- _WHAT YOU SHOULD DO_:
Without the pictures, output the records below exactly as they are.
═════ DATA FOR PROCESSING
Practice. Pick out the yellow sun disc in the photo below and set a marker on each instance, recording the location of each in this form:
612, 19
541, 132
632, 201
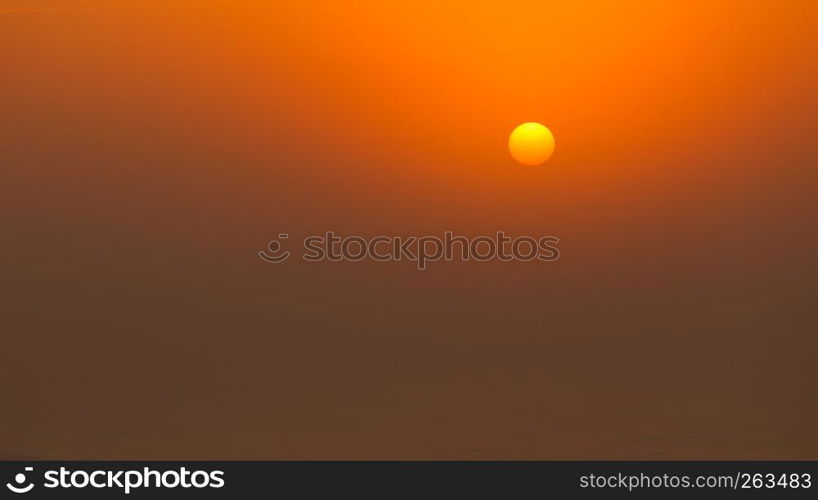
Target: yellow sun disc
531, 143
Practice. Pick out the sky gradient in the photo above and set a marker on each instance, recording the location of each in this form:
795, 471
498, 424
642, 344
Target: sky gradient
149, 149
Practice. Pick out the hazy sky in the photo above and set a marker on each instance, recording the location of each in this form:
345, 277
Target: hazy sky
149, 150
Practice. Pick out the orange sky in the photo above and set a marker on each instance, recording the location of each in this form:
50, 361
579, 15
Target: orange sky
150, 148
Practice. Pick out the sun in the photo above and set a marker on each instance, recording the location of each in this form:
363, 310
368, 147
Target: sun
531, 143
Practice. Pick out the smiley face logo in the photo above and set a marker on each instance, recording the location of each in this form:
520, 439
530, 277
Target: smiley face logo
20, 486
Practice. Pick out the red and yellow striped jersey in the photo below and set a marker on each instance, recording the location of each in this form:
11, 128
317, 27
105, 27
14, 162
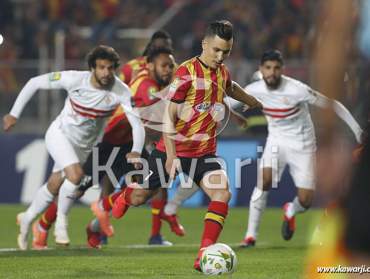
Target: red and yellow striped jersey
201, 91
118, 130
131, 69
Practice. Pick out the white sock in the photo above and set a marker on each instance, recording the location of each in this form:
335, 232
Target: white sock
256, 207
94, 225
41, 201
294, 207
65, 202
181, 195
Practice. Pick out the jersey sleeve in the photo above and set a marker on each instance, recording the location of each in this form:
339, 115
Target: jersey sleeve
180, 85
228, 78
138, 132
126, 73
55, 80
309, 95
146, 93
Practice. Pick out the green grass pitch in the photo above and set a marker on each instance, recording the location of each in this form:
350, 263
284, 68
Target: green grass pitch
127, 256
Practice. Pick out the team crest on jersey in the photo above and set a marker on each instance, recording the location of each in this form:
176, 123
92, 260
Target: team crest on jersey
203, 107
286, 101
108, 99
152, 92
174, 84
55, 76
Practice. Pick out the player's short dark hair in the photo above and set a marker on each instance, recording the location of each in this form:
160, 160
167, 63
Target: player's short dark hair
272, 55
102, 52
221, 28
160, 34
155, 52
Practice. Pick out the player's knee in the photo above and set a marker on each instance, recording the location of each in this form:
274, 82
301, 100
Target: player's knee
54, 182
266, 185
138, 198
75, 175
223, 195
305, 201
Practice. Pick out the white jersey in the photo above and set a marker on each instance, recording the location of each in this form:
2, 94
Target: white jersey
287, 112
86, 108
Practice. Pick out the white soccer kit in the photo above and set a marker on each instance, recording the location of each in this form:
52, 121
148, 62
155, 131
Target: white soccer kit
71, 136
291, 140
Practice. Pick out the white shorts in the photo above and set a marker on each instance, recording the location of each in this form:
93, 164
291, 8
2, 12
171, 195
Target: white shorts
302, 165
61, 149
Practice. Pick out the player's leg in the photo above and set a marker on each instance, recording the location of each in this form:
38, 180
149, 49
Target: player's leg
67, 157
210, 176
157, 204
119, 167
302, 169
180, 196
66, 198
95, 235
44, 196
257, 205
135, 194
270, 169
40, 228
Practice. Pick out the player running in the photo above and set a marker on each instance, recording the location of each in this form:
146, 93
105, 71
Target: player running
189, 139
145, 89
291, 140
133, 67
118, 134
93, 96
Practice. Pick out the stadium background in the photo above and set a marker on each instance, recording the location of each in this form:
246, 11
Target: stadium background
43, 36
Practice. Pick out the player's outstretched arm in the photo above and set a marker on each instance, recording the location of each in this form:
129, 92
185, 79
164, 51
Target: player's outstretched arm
8, 122
239, 94
45, 81
342, 112
168, 136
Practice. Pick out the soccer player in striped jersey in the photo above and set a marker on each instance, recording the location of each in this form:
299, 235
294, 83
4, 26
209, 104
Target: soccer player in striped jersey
195, 102
92, 98
291, 140
132, 68
145, 88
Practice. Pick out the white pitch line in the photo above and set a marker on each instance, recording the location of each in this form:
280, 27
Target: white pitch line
130, 246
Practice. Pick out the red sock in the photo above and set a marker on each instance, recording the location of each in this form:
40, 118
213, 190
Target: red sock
157, 207
122, 203
49, 216
108, 201
213, 222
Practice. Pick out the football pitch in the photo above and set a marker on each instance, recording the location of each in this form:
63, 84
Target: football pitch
128, 256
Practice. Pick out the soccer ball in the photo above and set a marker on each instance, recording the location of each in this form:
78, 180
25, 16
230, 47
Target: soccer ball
218, 259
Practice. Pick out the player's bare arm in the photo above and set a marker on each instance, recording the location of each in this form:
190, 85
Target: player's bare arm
168, 134
340, 110
239, 94
8, 122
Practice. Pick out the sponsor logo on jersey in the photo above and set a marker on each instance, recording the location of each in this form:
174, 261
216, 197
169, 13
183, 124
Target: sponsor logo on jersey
152, 92
202, 107
174, 85
55, 76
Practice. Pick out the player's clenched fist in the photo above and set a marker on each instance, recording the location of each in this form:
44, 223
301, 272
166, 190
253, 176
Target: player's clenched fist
8, 122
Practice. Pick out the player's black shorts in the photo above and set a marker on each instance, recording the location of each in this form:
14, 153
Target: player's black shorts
120, 165
202, 165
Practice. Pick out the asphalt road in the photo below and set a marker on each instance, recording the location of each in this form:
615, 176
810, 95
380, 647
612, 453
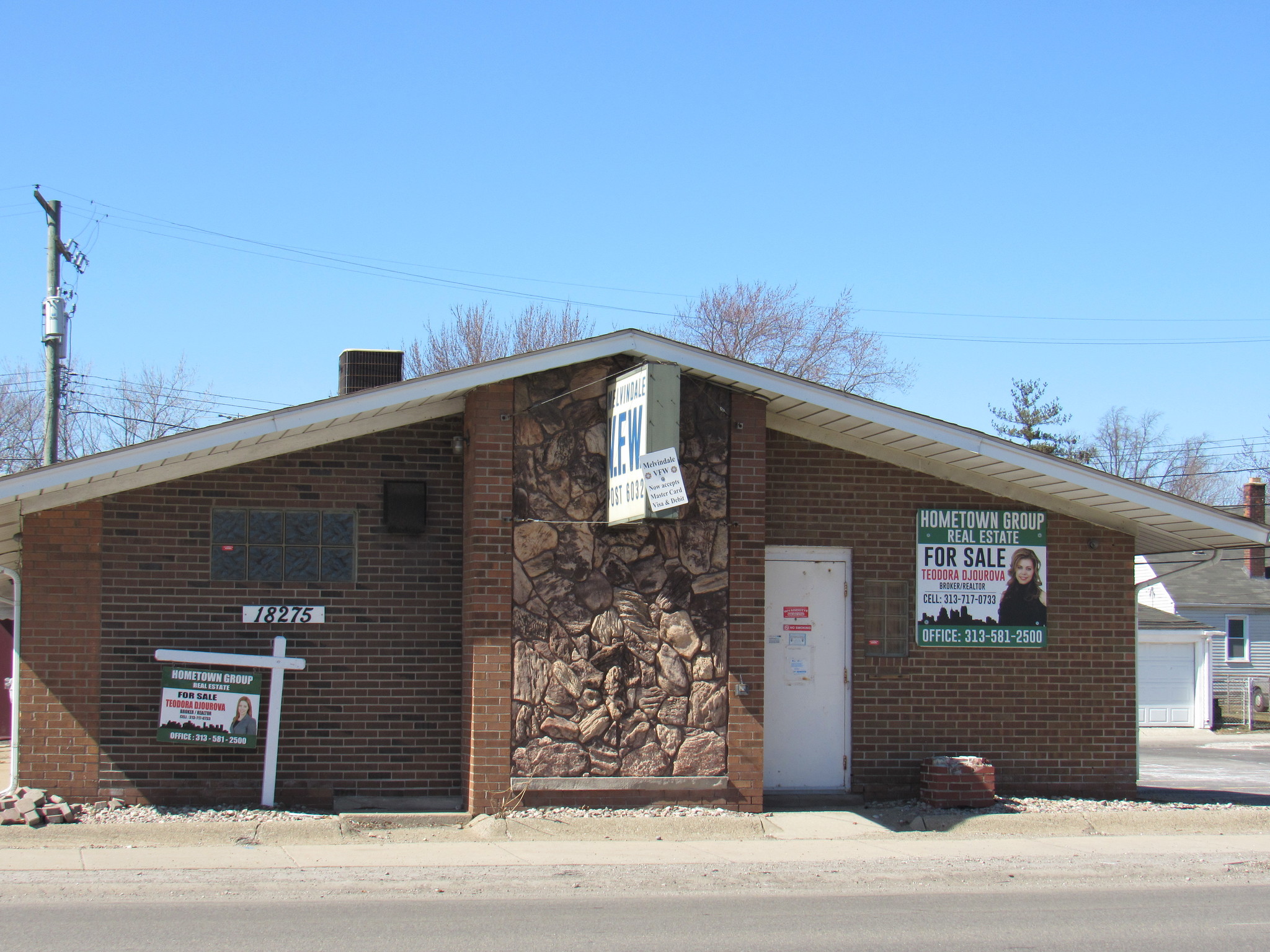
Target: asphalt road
1225, 769
1188, 919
══════════
- _YOUR RESPONSE_:
Practice. Pick out the yellow sun disc in the photo below and set a marker on each instance, recording the location of each in this form:
612, 19
541, 132
632, 201
Target: yellow sun disc
531, 143
Practice. Pick out the sky gradient in the photo above and set a marker on each instance, recording the location of each in this form:
795, 471
498, 424
642, 344
Target: sky gradient
149, 149
Practice. Pick out the hazy sky in the photo above and set a marker on each instance, recording the location of each in this form:
345, 277
Target: hazy sky
149, 150
Practice. Pick out the orange sky in the photo above and set a marker on each instance, recording the location of each in this form:
50, 361
579, 15
Target: orange sky
150, 148
Practice. Pick out the sun in the photo above and set a marker on each instance, recording the location of each in this form:
363, 310
368, 147
Target: sun
531, 143
Practice. Pick out the smiley face logo in the photo above and set a marker on each instance, recording the location of each in this form:
520, 439
530, 277
Target: smiley face logo
20, 486
Practice. Pick out the red and yellow striped jersey in the photo below and set a marker on each instance, recording the location of each in this form:
11, 128
317, 27
105, 27
14, 162
Target: red and yellow striped jersey
201, 91
118, 130
131, 69
Practice. Pick out the white sock in the photo above and set a marker on each instance, recording the location of each in this form:
335, 232
Target: white sock
256, 207
94, 225
41, 201
294, 207
65, 202
181, 195
Practice. Pick out the jersey sleeve in the photo above and set a marker on each instance, recording the location of each in this form:
339, 115
Target: jersey sleeve
180, 85
228, 78
138, 132
126, 73
55, 80
309, 95
146, 93
Practice. Pick out the green grass pitch in the photo above and set a marker on each instance, recording the location of each in this form:
350, 263
284, 68
Target: green grass pitch
127, 256
Practice. Pick out the team crest on jersey in the photo above and set a marker on each instance, recording the location of each in this form:
176, 123
92, 260
Target: team crest on jersey
203, 107
286, 101
108, 99
152, 92
174, 84
55, 76
Practice. Pick out the player's short dark hair in the photo above and set a marker on each instance, recording the location of each in this form:
160, 160
167, 63
Target: player's short dark hair
272, 55
102, 52
221, 28
160, 34
155, 52
Practice. Pick out the player's knee in the photo above and set a marker on each instance, recording the location of each in this form:
274, 82
301, 100
Target: player's knee
54, 182
266, 185
138, 198
75, 175
223, 195
305, 201
Practice. Pick out the white jersey in the photo above and set a marker on each instance, recording the location of each in this form:
2, 94
Target: white jersey
287, 112
86, 108
Practice. Pick out the white soccer kit in the photo above and set a marker on each instance, recording the location of each in this form:
52, 121
148, 62
155, 131
Target: white soccer kit
71, 136
291, 140
Practice. Pick out the white shorts in the photo above and set a marker on each instance, recording the location of each in this form:
93, 164
291, 8
2, 12
171, 195
Target: white shorts
302, 165
61, 149
Practice. Pick out the player's leg in the photo above and set a marker on each instance, recording the location of each in this form:
38, 180
149, 49
Target: player's leg
67, 157
210, 176
157, 204
119, 167
302, 169
180, 196
66, 198
95, 235
44, 196
257, 205
135, 194
270, 169
40, 228
Practice. Pick out the player running in the photo above and set a marker on each instance, recording the location of each in this form:
146, 93
105, 71
Target: player running
189, 139
145, 89
291, 140
133, 67
118, 134
93, 96
Practice. Pick out the stadium background in the photo above and set a marker on each instance, recording the location of each in this form:
246, 11
Target: stadium background
43, 36
Practice. Pick out the player's outstretched arm in the photo above and set a marker on each instance, recording the location of each in this form:
129, 92
185, 79
164, 51
Target: player's outstretched arm
8, 122
239, 94
45, 81
342, 112
168, 136
Practice. Pick out the soccer player in striped jersey in the photo above and set a marker on each instance, recording the location of each in this form:
299, 235
294, 83
4, 26
209, 104
Target: soccer player in striped jersey
195, 102
92, 98
291, 140
132, 68
145, 88
Practice. Pick out the white pitch line in the photo above and set a marker on each instance, recording the location of each in this form:
280, 27
Target: white pitch line
130, 246
Practice. Pick out the red sock in the photo above and set a marker on each instance, recording the location of each in this form:
40, 118
213, 190
Target: red sock
157, 207
122, 203
49, 216
108, 201
213, 222
Practice. Pick out the football pitch in the photo above and set a marker on each instance, recording the location of each in this form:
63, 84
Target: football pitch
128, 256
Practice. Pick out the soccer ball in the photo above and set a marker on each instance, recording the location of each in this form:
78, 180
25, 16
230, 47
Target: soccer ball
218, 259
Practice. Pick out the player's bare arm in the photo above and set a marker on each instance, recording the location of each in this form:
190, 85
Target: player's bare arm
168, 134
340, 110
239, 94
8, 122
Practice. Pick out the sponsor logo on jersey in the photo above and set a marker on each instance, recording the location of each in this form:
174, 261
216, 197
169, 13
183, 124
Target: sponsor logo on jersey
152, 92
202, 107
174, 85
55, 76
Practice. Pick out the player's clenched fist in the photo above and set a marker on each instance, recording the location of each in this form:
44, 223
301, 272
166, 190
253, 176
Target: player's clenched fist
8, 122
Practice. Pick out the player's black shorts in the photo above and set a marker on each instance, recording the location of each in this form:
14, 153
Target: player's black shorts
120, 165
202, 165
Practice. Pick out the asphalt road in the photo below and set a marker on each instance, recording the location of each in this form:
615, 176
810, 95
380, 647
612, 453
Target: asphalt road
1225, 769
1188, 919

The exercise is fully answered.